## TEXT SECTION
★ ★ ★ ★

I did meet a ventriloquist and a guy who operates a ministry for the homeless but neither was registered to vote. Got a card on the ventriloquist though, that might come in handy some time. Even for a rough night of it met some really nice people. I’ve enjoyed the canvassing more then I had anticipated, not having enjoyed it at all trying to raise money for Greenpeace back in the day. One of the low points of my life actually, trying to make enough money for Christmas presents on December evenings in Michigan not really feeling good about myself or where my life was at. This is very different.

Another candidate announced yesterday. Seems like a nice enough fellow but different from me. He didn’t spell out his views on anything being a blank slate ready to listen. Damn, he took my position. Still determining how aggressively I will campaign based on how the race shakes out. There is some concern in progressive circles of two progressives running and splitting the vote to make way for a pro-business candidate like Daryl Dudley who brought in saying the Pledge and wanted to put a giant flagpole on the top of Garagezilla the biggest boondoggle/eye sore in the history of the city. I’m not about that and only want to campaign if its going to help the city. I’m not really into self promotion and am already a little nostalgic for my anonymity. I’ll know more by the end of next week and I’ll keep you posted, faithful readers.

political self censor

January 5, 2012 1 comment

I wrote a post yesterday and didn’t post it. Am I self censoring now that I am semi-officially pursuing a seat on the Columbia City Council. No, of course not. I am self censoring for quality. I want to have an interesting blog and I wrote a brief happenings of the day, which was kind of charming I think and  then launched into laying out a platform. Getting messaged by the Trib asking for a call when I file my papers generated some pressure to get organized about my political agenda. I had dashed off a Facebook comment on that and used it as an outline. It was crappy and boring and hard to write and not up to what I want to do with the blog.

I get a lot of compliments on the style. I want it to just flow. I want my life to be like that to [too?]. Except for the number those words have stymied me my whole life except for brief periods when it just seems so obvious I’ve  wondered how I’ve spent most of my life not knowing.

So what’s been going on. Pretty busy. Yesterday was my late night so I ran some errands in the morning. I sent back all the stuff I accidentally carried away from Michigan and also accrued my first campaign expense by getting some petitions copied in case I get some help on the signature gathering. That is going well and I am over half way to my 75 and I feel like the quality is good.

I tried a little Wednesday morning but a block of Garth showed me why canvassing is done in the evenings and weekends. A block of nobody homes and one wild eyed older woman barely holding a pit bull back shouting some unintelligible name was not home. Getting off at 8, well if I was doing it for a living I would go out until 9:00, later if I was in the flow or desperate. As a hobbyist I like the 5:30-8:00. Even moving towards 8 it feels late. Certainly couldn’t raise the gumption to go out and do it after a long day of work.

★ ★ ★ ★

[Records in a dataset]
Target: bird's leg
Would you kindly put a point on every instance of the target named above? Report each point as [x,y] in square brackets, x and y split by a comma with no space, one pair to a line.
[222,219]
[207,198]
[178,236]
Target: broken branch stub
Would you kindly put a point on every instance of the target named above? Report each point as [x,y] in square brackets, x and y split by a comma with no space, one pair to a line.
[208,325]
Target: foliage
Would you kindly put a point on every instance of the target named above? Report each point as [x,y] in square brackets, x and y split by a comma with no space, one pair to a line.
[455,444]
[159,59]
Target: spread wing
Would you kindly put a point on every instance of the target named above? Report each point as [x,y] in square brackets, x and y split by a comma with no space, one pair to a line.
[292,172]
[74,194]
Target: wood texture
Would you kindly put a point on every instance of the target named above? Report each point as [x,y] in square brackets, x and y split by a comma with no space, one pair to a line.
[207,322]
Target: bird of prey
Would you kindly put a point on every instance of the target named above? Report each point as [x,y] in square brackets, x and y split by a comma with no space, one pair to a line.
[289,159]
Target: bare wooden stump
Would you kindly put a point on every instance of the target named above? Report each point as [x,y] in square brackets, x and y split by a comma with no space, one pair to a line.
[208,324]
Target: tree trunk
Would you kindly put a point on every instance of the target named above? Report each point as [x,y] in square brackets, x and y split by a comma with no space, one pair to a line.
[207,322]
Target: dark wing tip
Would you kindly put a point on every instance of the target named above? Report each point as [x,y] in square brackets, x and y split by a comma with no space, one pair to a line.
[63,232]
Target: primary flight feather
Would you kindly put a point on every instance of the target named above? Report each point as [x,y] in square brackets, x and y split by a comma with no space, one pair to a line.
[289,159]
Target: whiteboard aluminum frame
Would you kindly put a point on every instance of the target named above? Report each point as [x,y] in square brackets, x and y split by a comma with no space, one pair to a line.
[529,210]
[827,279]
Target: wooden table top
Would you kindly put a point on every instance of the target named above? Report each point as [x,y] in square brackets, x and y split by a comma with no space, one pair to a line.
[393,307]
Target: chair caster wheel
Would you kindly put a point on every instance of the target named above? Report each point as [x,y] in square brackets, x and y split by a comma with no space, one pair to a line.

★ ★ ★ ★

## GIVEN PROBLEM A
In the campaign blog, what hours does the writer prefer for canvassing as a hobbyist?
## GIVEN PROBLEM B
List every person the writer of the campaign blog describes encountering while canvassing.
## GIVEN PROBLEM C
From the campaign blog, give back everything from "I did meet a" down to "is very different.".

## FINAL ANSWER A
5:30 to 8:00.

## FINAL ANSWER B
- A ventriloquist
- A guy who operates a ministry for the homeless
- A wild-eyed older woman barely holding a pit bull back

## FINAL ANSWER C
I did meet a ventriloquist and a guy who operates a ministry for the homeless but neither was registered to vote. Got a card on the ventriloquist though, that might come in handy some time. Even for a rough night of it met some really nice people. I’ve enjoyed the canvassing more then I had anticipated, not having enjoyed it at all trying to raise money for Greenpeace back in the day. One of the low points of my life actually, trying to make enough money for Christmas presents on December evenings in Michigan not really feeling good about myself or where my life was at. This is very different.